Task item:
Look through the records below for the word "roof". Report how many lines have it, and only that number.

━━━━━ Material for the task

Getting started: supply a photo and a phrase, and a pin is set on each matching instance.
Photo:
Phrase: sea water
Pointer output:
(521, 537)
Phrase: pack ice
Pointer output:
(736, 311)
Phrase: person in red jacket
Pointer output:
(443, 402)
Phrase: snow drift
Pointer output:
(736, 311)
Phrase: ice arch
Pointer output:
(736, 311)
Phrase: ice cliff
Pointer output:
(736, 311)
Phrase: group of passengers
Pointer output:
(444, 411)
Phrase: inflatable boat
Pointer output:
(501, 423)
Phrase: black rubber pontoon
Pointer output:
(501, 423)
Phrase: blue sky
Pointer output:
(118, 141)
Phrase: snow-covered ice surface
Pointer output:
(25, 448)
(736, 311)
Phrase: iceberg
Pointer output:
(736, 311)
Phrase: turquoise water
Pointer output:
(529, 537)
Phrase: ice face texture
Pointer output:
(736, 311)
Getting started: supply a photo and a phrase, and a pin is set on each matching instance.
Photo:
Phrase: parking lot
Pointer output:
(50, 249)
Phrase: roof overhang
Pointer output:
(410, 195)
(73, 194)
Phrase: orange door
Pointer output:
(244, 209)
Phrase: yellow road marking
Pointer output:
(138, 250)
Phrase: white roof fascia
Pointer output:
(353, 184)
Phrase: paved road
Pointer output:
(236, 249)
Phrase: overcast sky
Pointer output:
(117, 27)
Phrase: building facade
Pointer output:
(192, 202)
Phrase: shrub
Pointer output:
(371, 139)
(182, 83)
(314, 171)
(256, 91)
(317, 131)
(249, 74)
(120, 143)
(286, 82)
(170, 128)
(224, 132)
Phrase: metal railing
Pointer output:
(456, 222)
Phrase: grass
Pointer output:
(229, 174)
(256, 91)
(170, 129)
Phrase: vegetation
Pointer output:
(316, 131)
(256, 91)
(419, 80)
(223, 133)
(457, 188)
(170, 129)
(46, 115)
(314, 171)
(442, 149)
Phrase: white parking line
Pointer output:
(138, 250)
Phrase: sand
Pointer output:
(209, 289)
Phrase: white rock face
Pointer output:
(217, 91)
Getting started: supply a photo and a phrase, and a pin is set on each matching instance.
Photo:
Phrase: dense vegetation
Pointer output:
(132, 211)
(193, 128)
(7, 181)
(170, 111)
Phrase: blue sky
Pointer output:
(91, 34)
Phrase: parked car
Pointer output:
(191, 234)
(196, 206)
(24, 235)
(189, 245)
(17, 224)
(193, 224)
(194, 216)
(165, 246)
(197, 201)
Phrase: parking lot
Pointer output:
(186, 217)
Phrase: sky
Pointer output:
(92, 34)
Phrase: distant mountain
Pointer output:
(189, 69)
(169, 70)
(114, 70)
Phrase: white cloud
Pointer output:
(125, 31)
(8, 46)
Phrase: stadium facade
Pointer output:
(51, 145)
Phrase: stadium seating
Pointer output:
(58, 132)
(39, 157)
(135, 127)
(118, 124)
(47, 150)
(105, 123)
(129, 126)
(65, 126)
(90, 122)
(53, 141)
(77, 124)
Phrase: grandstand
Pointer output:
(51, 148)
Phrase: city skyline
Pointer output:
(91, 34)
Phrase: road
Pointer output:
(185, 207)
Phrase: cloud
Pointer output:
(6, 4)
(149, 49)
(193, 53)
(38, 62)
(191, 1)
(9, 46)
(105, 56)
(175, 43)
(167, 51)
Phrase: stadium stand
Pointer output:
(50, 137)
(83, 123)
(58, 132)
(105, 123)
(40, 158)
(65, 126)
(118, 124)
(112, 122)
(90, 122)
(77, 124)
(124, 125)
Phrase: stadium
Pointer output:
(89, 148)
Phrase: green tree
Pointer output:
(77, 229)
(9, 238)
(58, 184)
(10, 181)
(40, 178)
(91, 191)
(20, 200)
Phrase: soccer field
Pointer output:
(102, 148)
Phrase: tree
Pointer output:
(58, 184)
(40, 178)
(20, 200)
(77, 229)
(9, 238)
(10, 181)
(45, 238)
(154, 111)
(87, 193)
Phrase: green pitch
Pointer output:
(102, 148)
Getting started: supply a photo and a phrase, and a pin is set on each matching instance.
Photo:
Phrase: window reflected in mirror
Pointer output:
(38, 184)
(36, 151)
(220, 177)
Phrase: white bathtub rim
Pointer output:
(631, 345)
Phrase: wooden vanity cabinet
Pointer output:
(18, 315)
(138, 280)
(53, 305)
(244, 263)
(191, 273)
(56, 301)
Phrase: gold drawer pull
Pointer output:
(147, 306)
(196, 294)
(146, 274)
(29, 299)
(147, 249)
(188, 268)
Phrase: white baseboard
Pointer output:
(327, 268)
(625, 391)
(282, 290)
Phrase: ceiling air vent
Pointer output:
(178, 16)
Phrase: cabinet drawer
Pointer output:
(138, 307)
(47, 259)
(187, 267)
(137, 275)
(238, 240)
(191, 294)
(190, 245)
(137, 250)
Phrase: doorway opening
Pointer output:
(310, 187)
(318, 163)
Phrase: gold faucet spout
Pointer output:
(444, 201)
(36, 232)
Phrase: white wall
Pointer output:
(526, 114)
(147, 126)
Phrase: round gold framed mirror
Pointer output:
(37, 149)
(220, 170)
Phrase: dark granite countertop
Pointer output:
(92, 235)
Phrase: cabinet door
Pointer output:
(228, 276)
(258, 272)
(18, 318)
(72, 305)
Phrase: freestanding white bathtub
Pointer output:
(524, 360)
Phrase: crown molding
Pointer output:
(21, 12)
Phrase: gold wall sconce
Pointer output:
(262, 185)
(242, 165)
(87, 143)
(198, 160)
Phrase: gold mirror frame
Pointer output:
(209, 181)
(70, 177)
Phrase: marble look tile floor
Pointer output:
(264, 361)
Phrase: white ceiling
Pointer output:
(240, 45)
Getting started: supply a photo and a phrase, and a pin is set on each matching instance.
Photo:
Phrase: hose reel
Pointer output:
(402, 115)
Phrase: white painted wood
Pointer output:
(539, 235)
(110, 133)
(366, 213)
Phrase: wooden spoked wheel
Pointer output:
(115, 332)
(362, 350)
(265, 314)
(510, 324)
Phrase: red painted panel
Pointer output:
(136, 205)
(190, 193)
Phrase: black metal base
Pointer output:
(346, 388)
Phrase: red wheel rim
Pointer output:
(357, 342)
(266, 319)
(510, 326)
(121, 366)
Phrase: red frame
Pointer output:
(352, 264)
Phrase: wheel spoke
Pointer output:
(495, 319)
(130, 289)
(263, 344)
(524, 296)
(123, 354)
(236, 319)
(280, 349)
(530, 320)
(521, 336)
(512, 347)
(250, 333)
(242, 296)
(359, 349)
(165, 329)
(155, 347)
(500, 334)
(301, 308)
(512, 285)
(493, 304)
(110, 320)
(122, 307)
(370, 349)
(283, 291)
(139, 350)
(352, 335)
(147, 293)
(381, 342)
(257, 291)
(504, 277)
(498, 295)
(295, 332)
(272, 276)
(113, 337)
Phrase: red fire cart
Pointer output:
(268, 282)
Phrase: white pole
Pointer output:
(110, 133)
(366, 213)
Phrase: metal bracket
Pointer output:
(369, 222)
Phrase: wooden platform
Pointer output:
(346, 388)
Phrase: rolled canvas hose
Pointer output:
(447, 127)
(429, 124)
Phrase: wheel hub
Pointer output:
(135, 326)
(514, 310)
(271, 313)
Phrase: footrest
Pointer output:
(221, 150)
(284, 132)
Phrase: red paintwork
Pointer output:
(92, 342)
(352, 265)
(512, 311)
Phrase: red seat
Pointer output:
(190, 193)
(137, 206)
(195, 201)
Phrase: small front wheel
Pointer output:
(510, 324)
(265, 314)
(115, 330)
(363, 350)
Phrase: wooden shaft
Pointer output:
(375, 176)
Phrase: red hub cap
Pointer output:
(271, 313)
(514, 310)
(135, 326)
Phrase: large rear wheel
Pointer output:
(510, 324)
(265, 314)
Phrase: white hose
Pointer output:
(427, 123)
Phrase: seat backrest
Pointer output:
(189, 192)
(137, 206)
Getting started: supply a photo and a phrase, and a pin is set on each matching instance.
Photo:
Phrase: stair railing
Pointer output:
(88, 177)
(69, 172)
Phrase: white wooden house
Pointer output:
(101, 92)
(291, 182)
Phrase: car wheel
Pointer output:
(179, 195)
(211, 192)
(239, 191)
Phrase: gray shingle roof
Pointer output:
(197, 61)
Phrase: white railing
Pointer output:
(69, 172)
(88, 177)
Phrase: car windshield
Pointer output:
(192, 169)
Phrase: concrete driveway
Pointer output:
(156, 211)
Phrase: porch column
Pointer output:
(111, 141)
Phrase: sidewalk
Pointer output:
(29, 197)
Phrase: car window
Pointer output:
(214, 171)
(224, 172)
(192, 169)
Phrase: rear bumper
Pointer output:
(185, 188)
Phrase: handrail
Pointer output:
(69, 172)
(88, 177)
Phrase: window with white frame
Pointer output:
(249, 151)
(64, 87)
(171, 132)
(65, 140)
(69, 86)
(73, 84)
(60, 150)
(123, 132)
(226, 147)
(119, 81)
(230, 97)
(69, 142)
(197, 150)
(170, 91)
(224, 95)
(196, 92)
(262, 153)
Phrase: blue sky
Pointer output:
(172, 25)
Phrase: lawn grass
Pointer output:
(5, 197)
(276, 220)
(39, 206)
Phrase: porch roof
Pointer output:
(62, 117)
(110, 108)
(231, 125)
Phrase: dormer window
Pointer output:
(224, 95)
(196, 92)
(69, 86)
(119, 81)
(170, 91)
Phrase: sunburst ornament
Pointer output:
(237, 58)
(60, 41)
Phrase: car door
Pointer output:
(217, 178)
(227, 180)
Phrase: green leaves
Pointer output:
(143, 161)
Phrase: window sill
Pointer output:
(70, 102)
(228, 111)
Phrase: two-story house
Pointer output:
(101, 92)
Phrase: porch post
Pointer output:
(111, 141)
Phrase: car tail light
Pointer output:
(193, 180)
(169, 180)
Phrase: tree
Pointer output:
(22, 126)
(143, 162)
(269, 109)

━━━━━━━━━━

Exercise answer:
4